### [Problem details]
Write the lines from the start of the records through the line with "[1149,632,1288,842]" as a JSON list of strings, one string per line and no blank lines. Leave out the pictures.

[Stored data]
####

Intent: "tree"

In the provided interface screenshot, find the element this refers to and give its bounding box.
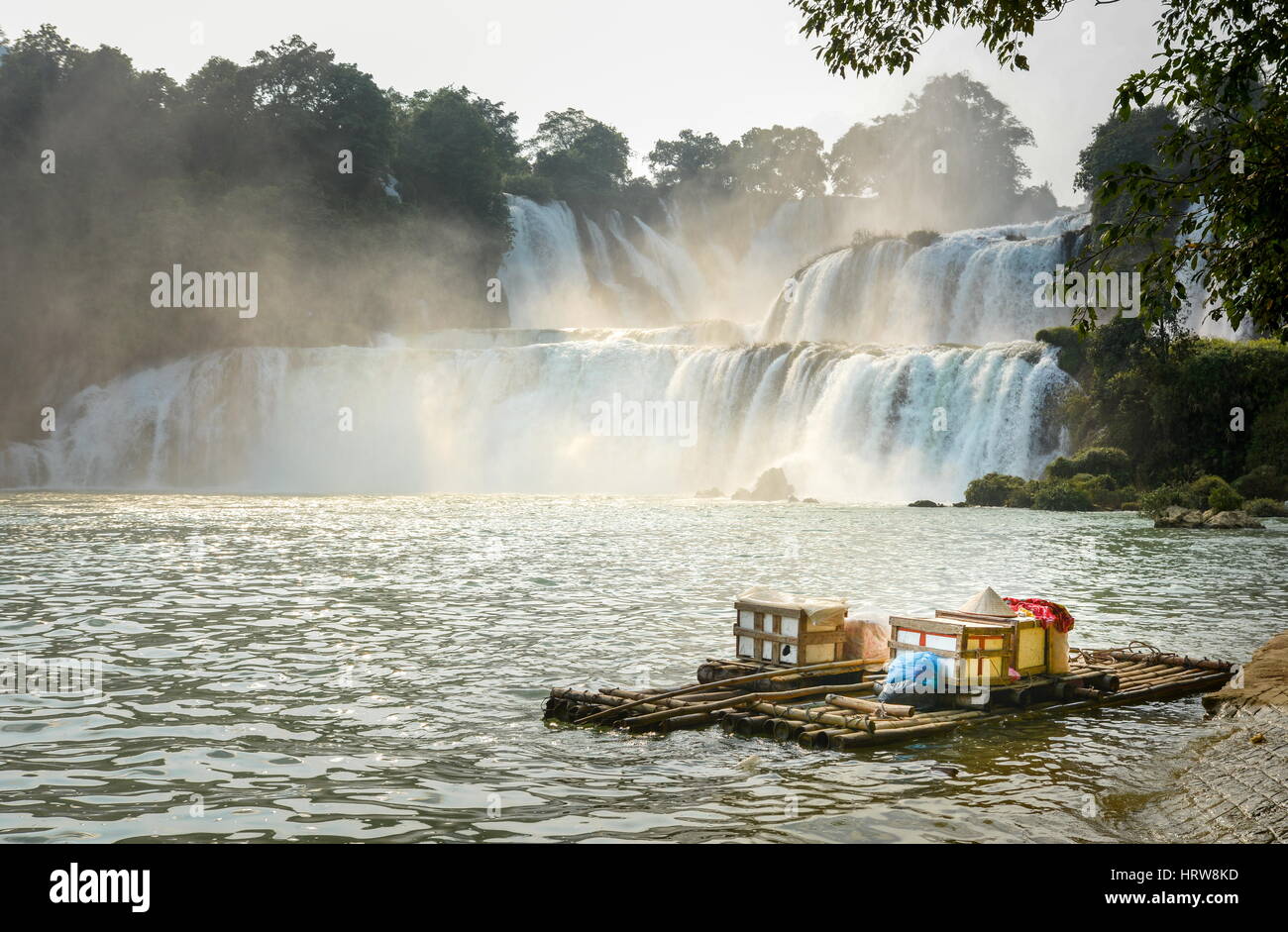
[1073,104,1176,223]
[250,35,394,197]
[527,109,631,202]
[648,130,731,188]
[791,0,1288,339]
[729,125,827,198]
[828,73,1035,227]
[395,87,518,229]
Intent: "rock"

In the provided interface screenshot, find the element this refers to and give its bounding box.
[729,466,796,502]
[1154,504,1203,528]
[1154,504,1266,529]
[1203,511,1266,529]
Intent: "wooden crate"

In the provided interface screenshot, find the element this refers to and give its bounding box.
[935,609,1050,675]
[733,600,845,667]
[890,615,1015,686]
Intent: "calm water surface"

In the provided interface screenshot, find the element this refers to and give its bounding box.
[0,494,1288,842]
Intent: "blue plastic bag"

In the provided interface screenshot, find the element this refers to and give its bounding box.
[877,650,948,701]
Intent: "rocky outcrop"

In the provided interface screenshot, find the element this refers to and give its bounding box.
[1154,504,1266,528]
[729,466,796,502]
[1149,632,1288,842]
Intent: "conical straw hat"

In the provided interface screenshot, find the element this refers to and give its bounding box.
[957,585,1015,618]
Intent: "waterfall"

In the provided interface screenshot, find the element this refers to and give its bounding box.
[0,332,1068,499]
[760,214,1086,344]
[0,197,1118,501]
[497,194,590,327]
[497,194,707,327]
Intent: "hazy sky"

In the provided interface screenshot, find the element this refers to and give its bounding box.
[0,0,1159,203]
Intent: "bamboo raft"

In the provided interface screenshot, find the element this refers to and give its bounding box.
[545,643,1234,751]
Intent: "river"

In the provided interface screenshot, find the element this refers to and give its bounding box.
[0,491,1288,842]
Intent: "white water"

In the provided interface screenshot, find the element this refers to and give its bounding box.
[0,197,1118,501]
[760,214,1086,344]
[0,339,1068,499]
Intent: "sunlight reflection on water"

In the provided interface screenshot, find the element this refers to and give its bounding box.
[0,493,1288,842]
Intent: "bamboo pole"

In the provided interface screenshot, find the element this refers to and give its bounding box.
[575,661,871,725]
[621,682,872,727]
[827,695,915,718]
[828,722,957,751]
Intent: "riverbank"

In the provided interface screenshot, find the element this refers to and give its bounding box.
[1146,632,1288,843]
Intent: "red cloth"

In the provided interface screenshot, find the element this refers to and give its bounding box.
[1002,596,1073,633]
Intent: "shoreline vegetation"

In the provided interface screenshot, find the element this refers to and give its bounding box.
[960,318,1288,527]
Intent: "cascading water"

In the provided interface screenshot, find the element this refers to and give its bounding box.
[0,339,1069,499]
[760,214,1087,344]
[497,194,705,327]
[0,197,1113,501]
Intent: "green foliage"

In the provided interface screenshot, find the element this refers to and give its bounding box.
[501,171,555,203]
[1207,484,1243,511]
[1046,447,1132,488]
[1182,475,1239,510]
[965,472,1025,506]
[648,130,733,189]
[1073,106,1176,241]
[1233,466,1288,502]
[728,125,828,198]
[1033,481,1095,511]
[1005,482,1038,508]
[394,87,518,229]
[1243,498,1288,517]
[1140,485,1190,517]
[828,73,1055,228]
[1069,332,1288,484]
[791,0,1288,336]
[527,109,631,206]
[1246,398,1288,475]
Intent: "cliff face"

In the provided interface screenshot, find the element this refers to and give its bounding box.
[1145,632,1288,843]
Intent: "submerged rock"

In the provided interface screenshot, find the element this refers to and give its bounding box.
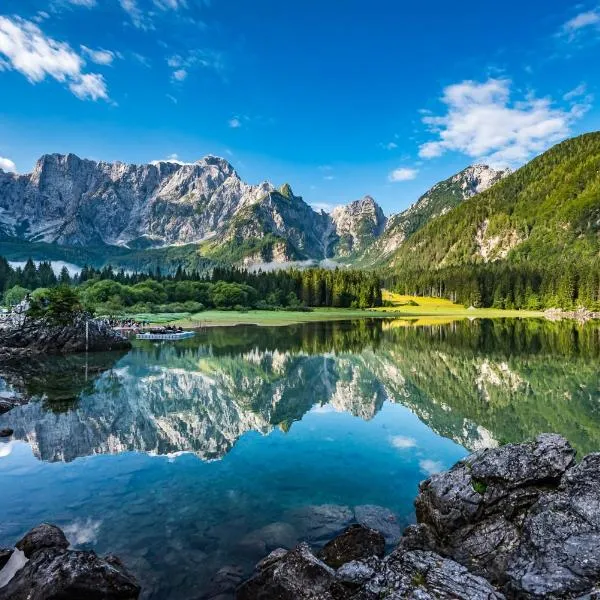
[0,548,14,571]
[0,523,140,600]
[318,525,385,568]
[238,434,600,600]
[0,313,131,360]
[16,523,69,558]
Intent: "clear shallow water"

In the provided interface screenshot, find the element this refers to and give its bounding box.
[0,321,600,599]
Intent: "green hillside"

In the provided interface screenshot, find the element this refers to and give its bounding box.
[390,132,600,269]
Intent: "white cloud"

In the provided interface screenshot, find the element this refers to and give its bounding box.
[81,45,118,65]
[311,202,338,213]
[419,79,590,165]
[167,48,224,81]
[562,9,600,39]
[388,167,419,183]
[419,458,444,475]
[69,73,108,100]
[390,435,417,450]
[154,0,187,10]
[0,17,108,100]
[119,0,154,30]
[0,156,17,173]
[173,69,187,81]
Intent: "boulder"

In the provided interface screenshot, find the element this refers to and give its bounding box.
[0,548,13,571]
[403,434,575,583]
[0,313,131,360]
[318,524,385,569]
[0,523,140,600]
[0,548,140,600]
[354,504,402,544]
[506,453,600,598]
[352,550,504,600]
[16,523,69,558]
[236,543,350,600]
[238,434,600,600]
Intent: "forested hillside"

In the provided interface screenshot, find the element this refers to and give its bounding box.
[391,132,600,269]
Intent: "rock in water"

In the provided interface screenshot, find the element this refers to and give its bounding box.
[319,525,385,569]
[0,548,13,571]
[16,523,69,558]
[0,523,140,600]
[0,548,140,600]
[236,543,348,600]
[238,434,600,600]
[0,314,131,360]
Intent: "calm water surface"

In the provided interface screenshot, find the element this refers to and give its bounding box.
[0,320,600,600]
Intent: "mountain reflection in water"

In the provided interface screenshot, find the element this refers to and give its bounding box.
[0,320,600,461]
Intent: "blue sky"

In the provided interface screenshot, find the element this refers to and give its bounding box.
[0,0,600,214]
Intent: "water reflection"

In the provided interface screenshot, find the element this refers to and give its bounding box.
[0,320,600,461]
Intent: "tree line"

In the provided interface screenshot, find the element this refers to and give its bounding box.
[384,260,600,310]
[0,257,381,314]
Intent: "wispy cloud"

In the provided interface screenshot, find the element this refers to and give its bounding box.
[0,17,108,100]
[419,79,590,165]
[81,45,120,65]
[0,156,17,173]
[388,167,419,183]
[167,48,225,81]
[119,0,154,30]
[560,8,600,41]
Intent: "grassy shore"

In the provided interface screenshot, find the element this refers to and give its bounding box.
[126,292,543,328]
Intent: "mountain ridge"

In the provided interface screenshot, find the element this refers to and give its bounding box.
[0,153,510,266]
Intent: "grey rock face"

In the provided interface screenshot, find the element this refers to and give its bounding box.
[0,523,140,600]
[16,523,69,558]
[0,315,131,359]
[331,196,387,256]
[236,544,349,600]
[0,548,13,571]
[0,548,140,600]
[407,434,575,583]
[242,434,600,600]
[319,524,385,568]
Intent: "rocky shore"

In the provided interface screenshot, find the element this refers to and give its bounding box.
[0,313,131,361]
[237,434,600,600]
[0,523,140,600]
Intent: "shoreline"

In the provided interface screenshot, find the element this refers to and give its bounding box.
[123,307,545,329]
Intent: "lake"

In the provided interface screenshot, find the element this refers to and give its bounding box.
[0,320,600,600]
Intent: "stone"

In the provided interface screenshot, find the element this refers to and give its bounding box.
[289,504,354,542]
[318,524,385,569]
[0,313,131,361]
[506,453,600,598]
[241,434,600,600]
[0,547,140,600]
[16,523,69,558]
[404,434,575,582]
[354,504,402,544]
[236,543,349,600]
[353,550,504,600]
[0,548,14,571]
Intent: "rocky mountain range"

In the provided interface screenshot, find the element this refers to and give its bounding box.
[0,154,507,265]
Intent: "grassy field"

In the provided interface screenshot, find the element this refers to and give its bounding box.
[123,291,543,328]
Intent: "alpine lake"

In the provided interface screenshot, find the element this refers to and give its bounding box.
[0,319,600,600]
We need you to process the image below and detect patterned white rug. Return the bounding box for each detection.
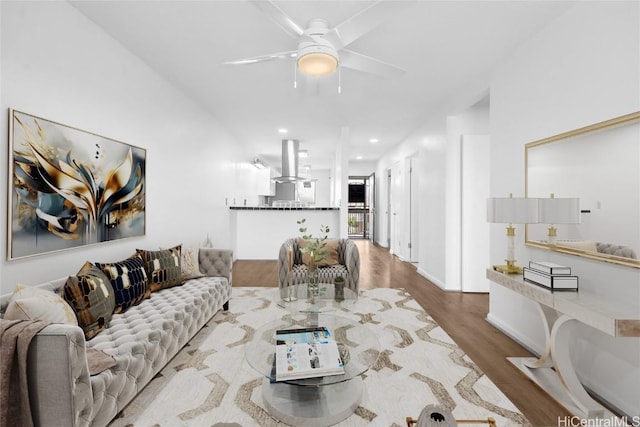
[110,288,528,427]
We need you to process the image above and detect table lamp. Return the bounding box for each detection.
[538,193,580,245]
[487,195,538,274]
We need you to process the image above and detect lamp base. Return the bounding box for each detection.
[493,259,522,274]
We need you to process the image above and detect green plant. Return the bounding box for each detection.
[297,218,330,265]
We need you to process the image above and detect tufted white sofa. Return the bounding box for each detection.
[0,249,232,427]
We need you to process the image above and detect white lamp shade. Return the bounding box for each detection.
[487,197,538,224]
[538,197,580,224]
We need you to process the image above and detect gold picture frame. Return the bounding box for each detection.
[7,109,146,260]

####

### [The result]
[
  "Intent: \"tree\"",
  "In the provided interface screenshot, find the element this refers to and give its bounding box.",
  "[1073,104,1176,223]",
  "[250,35,394,197]",
  "[527,109,631,202]",
  "[648,130,731,188]",
  "[791,0,1288,339]",
  "[729,125,827,198]",
  "[828,73,1035,227]",
  "[395,87,518,229]",
  "Intent: \"rock\"",
  "In the provided interface screenshot, find the element this refers to and give its bounding box.",
  "[729,466,796,502]",
  "[1154,504,1203,528]",
  "[1154,504,1266,529]",
  "[1203,511,1266,529]",
  "Intent: \"wooden crate\"",
  "In the provided interface screenshot, find the element this refers to and give its bounding box.",
  "[935,609,1050,675]",
  "[733,600,845,667]",
  "[890,615,1015,686]",
  "Intent: \"calm water surface\"",
  "In the provided interface screenshot, find the element this refers to and give its bounding box.",
  "[0,494,1288,842]",
  "Intent: \"blue plastic bag\"",
  "In the provided interface screenshot, find the element this refers to and give its bounding box.",
  "[877,650,948,701]",
  "Intent: \"rocky outcrop\"",
  "In the provided interface screenshot, find the element this refers to and give its bounding box.",
  "[1154,504,1266,528]",
  "[729,466,796,502]",
  "[1149,632,1288,842]"
]